# Page text
━━━━━━

( ENSPIRE She Did That ) Changed Education System for Future Generation
ENSPIRE Contributor: Gabrielle Maya
Award-winning educator Dr. Nadia Lopez has changed education for future generations. She has disrupted the school-to-prison pipeline and has become a viral sensation through her projects on helping children receive an education. Nadia was named LinkedIn’s 2019 Top 10 Voices in Education. She is someone we can rely on for our children and our children’s children to have educational opportunities and fairness within the school systems. Let’s celebrate this wonderful Afro-Latin woman and her accomplishments.
Dr. Nadia Lopez was born to a Guatemalan mother and a Honduran father. She became a viral sensation after one of her scholars named her, “the most influential person in his life”, which was found in the blog Humans of New York. Nadia founded the Mott Hall Bridges Academy, a STEAM-focused middle school in Brownsville, Brooklyn. In 2010 she served as the principal for ten years.
She received the Black Girls Rock Award alongside Michelle Obama in 2015. Dr. Nadia Lopez works hard today, to improve education disparities for future generations of children. Here is more information given to us by Dr. Lopez herself and her journey as an educator.
If I may ask who was the scholar that said you were the most influential person in his life? How did you two meet? Explain in your own words the chain reaction from his words to how it affected your career.
In 2015, Vidal Chastanet, one of my scholars was featured in a post on Humans of New York, where he shared I was his greatest influence. The story went viral that resulted in me being invited to the White House with President Obama, receiving the Black Girls Rock Change Agent Award alongside Michelle Obama, publishing two books, delivering TED Talk with over a million views, a becoming a Global Teacher Prize finalist.
What was the goal behind Mott Hall Bridges Academy, what made it stand out? The goal of Mott Hall Bridges Academy was to disrupt the school-to-prison pipeline. I created an educational experience that would allow children to see beyond the limitations imposed upon them by their neighborhood or society. By giving each of my scholar’s access and opportunities to meet people of color in fields where we are underrepresented, taking them to colleges and universities including HBCUs, and creating a school culture of high expectations and cultivates greatness it changed their trajectory and has led to college graduations and successful careers.
Are you planning on founding other schools in the future? While I do not plan on being the founder of future brick-and-mortar schools, I do offer online courses through my company ElevatED at www.elevatedblk.com. I am also currently a board member of Intellectus Prep Charter School, located in Mount Vernon, NY.
With the education system, what do you believe makes a good school for our children? Schools need strong leaders, qualified teachers, and strong parental involvement. All must exist for our schools to be the very best for our children to ensure that they thrive in the future.

━━━━━━

# Data extracts
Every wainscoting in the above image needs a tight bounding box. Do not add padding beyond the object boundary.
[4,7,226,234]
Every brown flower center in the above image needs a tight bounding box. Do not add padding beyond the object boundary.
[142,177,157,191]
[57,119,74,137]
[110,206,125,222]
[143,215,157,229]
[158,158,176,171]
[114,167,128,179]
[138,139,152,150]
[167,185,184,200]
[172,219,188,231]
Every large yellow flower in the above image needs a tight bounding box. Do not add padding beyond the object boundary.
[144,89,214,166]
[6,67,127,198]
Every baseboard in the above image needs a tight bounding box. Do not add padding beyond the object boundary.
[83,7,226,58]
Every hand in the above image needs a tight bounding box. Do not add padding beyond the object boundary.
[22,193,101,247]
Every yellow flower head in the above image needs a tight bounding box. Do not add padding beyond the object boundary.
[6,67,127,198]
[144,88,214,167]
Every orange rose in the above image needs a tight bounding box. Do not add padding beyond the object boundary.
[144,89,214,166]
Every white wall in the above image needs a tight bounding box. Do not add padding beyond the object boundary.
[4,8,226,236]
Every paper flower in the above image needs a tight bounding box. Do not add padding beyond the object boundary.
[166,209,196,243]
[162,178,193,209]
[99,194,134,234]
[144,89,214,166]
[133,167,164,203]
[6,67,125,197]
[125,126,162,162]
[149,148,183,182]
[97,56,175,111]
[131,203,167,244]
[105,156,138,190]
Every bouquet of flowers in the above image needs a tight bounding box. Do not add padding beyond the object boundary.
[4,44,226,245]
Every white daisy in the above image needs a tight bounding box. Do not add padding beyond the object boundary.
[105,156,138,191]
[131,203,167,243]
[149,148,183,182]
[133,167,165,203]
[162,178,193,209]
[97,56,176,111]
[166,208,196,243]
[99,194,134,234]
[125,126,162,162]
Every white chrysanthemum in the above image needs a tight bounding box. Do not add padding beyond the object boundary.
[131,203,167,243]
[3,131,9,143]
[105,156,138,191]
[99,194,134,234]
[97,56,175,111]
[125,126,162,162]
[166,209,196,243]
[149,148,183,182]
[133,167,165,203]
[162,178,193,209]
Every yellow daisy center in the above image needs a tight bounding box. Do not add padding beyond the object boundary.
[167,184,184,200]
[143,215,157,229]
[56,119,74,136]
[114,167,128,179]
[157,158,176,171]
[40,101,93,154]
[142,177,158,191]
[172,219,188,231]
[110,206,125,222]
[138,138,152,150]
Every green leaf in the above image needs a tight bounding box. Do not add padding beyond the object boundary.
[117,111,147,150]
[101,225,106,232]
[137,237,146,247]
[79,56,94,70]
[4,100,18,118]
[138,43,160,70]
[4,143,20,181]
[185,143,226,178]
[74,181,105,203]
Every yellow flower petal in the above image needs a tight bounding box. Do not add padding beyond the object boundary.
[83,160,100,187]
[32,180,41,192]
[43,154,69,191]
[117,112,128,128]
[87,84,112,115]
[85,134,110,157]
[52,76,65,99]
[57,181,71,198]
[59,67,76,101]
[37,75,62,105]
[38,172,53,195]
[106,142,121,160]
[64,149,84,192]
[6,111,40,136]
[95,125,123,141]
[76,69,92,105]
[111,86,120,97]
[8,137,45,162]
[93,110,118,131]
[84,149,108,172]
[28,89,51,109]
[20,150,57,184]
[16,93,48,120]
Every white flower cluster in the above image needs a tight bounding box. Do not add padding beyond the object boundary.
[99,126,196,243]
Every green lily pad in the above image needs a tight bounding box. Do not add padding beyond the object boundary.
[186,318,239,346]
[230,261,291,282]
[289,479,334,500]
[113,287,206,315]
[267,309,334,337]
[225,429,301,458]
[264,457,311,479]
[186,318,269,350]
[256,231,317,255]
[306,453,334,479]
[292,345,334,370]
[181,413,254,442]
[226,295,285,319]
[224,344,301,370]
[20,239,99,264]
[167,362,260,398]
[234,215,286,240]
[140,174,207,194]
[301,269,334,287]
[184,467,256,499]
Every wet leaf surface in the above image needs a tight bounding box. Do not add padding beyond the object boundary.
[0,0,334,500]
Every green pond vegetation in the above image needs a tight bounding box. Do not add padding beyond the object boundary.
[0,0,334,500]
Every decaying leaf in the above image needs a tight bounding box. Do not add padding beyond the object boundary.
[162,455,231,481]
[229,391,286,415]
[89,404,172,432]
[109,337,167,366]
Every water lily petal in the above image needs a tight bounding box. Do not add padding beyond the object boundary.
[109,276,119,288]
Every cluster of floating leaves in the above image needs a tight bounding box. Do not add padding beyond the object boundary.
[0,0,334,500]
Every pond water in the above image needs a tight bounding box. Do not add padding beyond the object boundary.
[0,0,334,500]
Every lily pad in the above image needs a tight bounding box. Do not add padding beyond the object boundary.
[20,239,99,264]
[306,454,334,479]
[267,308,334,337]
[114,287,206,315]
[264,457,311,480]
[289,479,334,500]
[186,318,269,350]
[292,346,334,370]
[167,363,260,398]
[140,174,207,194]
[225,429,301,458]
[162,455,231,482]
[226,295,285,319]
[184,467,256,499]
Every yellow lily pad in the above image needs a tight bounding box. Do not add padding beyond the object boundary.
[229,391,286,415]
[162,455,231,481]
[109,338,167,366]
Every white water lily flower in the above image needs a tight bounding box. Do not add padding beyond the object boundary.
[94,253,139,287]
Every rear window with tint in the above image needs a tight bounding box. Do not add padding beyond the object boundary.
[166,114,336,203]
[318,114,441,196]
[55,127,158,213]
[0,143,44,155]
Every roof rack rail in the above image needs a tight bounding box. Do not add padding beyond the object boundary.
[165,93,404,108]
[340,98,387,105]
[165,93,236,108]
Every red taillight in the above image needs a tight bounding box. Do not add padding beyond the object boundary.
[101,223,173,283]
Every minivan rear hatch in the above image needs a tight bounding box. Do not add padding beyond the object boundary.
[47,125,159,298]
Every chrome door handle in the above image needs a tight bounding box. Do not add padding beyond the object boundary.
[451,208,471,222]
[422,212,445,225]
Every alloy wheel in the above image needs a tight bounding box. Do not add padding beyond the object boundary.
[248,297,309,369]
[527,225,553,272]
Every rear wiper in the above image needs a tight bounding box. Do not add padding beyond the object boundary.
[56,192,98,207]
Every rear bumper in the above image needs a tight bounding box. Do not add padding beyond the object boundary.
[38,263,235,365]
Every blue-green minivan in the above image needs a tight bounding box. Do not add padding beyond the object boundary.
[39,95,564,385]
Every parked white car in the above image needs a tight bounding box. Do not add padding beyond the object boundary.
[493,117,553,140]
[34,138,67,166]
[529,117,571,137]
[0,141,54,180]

━━━━━━

# Task to carry out
Answer from the Nadia Lopez profile:
1. In which neighborhood is Mott Hall Bridges Academy located?
2. Through what company does Dr. Lopez offer online courses?
3. Of which school is she currently a board member?
The records come from a source separate from the Nadia Lopez profile.

# Result of the exercise
1. Brownsville, Brooklyn
2. ElevatED
3. Intellectus Prep Charter School, in Mount Vernon, NY